§ **Excerpt**:
☆ ☆ ☆
Valid Palindrome - Leetcode Solution

Problem Link

💡 Step-by-Step Thought Process

Understand the problem: Determine if a string is a palindrome, ignoring non-alphanumeric characters and case differences.
Get the length n of the input string s.
Initialize two pointers: L to 0 (start) and R to n-1 (end).
While L is less than R:
- If the character at s[L] is not alphanumeric, increment L and continue.
- If the character at s[R] is not alphanumeric, decrement R and continue.
- If the lowercase characters at s[L] and s[R] are not equal, return False.
Increment L and decrement R to check the next pair.
Return True if all checked characters match, indicating a palindrome.

Code Solution

class Solution:
    def isPalindrome(self, s: str) -> bool:
        n = len(s)
        L = 0
        R = n - 1

        while L < R:
            if not s[L].isalnum():
                L += 1
                continue

            if not s[R].isalnum():
                R -= 1
                continue

            if s[L].lower() != s[R].lower():
                return False

            L += 1
            R -= 1

        return True

# Time Complexity: O(n)
# Space Complexity: O(1)
☆ ☆ ☆
§ **Your goal**: Reproduce the valid palindrome solution above word for word, in full.
☆ ☆ ☆
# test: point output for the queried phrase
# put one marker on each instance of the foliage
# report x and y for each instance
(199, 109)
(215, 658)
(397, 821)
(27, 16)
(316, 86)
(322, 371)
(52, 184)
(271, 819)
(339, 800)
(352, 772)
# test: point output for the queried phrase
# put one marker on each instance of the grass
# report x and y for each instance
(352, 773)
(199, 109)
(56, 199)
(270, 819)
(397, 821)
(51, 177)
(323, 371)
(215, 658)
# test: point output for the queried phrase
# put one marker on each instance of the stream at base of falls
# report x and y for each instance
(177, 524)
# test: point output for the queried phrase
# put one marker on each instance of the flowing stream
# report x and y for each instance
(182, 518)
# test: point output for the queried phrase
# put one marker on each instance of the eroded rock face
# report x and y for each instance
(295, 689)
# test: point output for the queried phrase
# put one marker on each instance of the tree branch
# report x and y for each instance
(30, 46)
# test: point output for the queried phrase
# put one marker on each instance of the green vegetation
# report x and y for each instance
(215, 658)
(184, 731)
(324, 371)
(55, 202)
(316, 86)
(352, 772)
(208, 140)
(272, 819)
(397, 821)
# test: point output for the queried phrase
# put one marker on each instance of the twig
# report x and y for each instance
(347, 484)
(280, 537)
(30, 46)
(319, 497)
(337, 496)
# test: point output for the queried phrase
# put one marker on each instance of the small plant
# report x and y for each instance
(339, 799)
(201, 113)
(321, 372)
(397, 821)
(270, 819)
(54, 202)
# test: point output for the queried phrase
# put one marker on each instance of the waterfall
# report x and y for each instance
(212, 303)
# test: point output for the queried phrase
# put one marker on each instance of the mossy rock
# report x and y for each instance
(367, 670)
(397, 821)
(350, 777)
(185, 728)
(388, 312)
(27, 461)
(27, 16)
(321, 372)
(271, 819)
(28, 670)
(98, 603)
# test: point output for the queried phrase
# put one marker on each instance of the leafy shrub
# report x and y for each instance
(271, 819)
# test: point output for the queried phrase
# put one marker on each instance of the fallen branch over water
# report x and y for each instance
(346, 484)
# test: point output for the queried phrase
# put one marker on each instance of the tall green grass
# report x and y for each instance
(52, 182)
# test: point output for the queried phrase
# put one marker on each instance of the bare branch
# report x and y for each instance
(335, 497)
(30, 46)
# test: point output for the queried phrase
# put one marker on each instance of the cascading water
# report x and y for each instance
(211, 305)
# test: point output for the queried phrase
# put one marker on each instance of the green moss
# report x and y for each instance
☆ ☆ ☆
§ **Solved problem**:
Valid Palindrome - Leetcode Solution

Problem Link

💡 Step-by-Step Thought Process

Understand the problem: Determine if a string is a palindrome, ignoring non-alphanumeric characters and case differences.
Get the length n of the input string s.
Initialize two pointers: L to 0 (start) and R to n-1 (end).
While L is less than R:
- If the character at s[L] is not alphanumeric, increment L and continue.
- If the character at s[R] is not alphanumeric, decrement R and continue.
- If the lowercase characters at s[L] and s[R] are not equal, return False.
Increment L and decrement R to check the next pair.
Return True if all checked characters match, indicating a palindrome.

Code Solution

class Solution:
    def isPalindrome(self, s: str) -> bool:
        n = len(s)
        L = 0
        R = n - 1

        while L < R:
            if not s[L].isalnum():
                L += 1
                continue

            if not s[R].isalnum():
                R -= 1
                continue

            if s[L].lower() != s[R].lower():
                return False

            L += 1
            R -= 1

        return True

# Time Complexity: O(n)
# Space Complexity: O(1)